Location annotation dataset excerpts:

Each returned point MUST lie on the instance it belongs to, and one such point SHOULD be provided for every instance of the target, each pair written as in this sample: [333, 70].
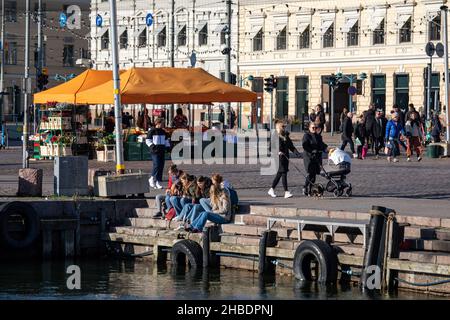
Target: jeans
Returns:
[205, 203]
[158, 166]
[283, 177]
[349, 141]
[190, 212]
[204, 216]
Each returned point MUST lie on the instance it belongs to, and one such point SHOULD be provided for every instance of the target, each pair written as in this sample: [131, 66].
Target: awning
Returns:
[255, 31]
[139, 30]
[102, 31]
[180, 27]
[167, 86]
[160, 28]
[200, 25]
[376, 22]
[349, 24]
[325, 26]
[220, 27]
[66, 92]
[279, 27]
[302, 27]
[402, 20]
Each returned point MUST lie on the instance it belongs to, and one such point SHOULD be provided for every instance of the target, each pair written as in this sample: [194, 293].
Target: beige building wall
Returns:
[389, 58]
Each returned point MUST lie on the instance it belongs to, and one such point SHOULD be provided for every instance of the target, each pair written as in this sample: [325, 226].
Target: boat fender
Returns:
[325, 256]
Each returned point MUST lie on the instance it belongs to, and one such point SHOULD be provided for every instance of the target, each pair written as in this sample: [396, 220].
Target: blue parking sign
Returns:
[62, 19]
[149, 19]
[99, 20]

---

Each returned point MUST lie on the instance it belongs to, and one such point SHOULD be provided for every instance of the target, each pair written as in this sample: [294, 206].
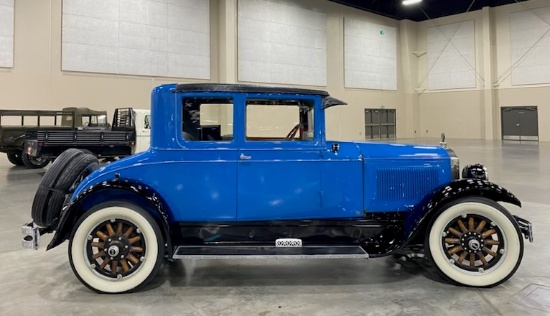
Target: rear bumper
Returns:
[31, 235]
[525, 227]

Required task:
Return every line of the records that contains the word "each" in any capitalization, reproducing the lines in full.

Exercise answer:
Each returned point MUST lie on the instance it belongs to, and one such point SHOULD be provided for every instance of the target, each pair written as in this sample: [333, 70].
Each returned point MUST lie on the instance it belongs to, and one such point SHOULD be provided for every instance of the target, each pair written as in this sample: [131, 66].
Each returned point MUST lie on the instance it belongs to, and one such point SHOULD be provided for every instance of the target, each pair written as in this sample: [194, 293].
Each returned point MUST lie on the instance it belongs to, and one such point SHOULD be provided for every instance of the target, each pair written as in this sample: [325, 226].
Each returned point MUST lie on the instance it belongs to, and one such point SHOULD be provided for every instance of the target, each pair written as in this sample: [396, 220].
Each returned point MUST lie on the instance it belongs to, and one such point SHOULD be provided for every instance of the target, each pair written as in this sample: [294, 206].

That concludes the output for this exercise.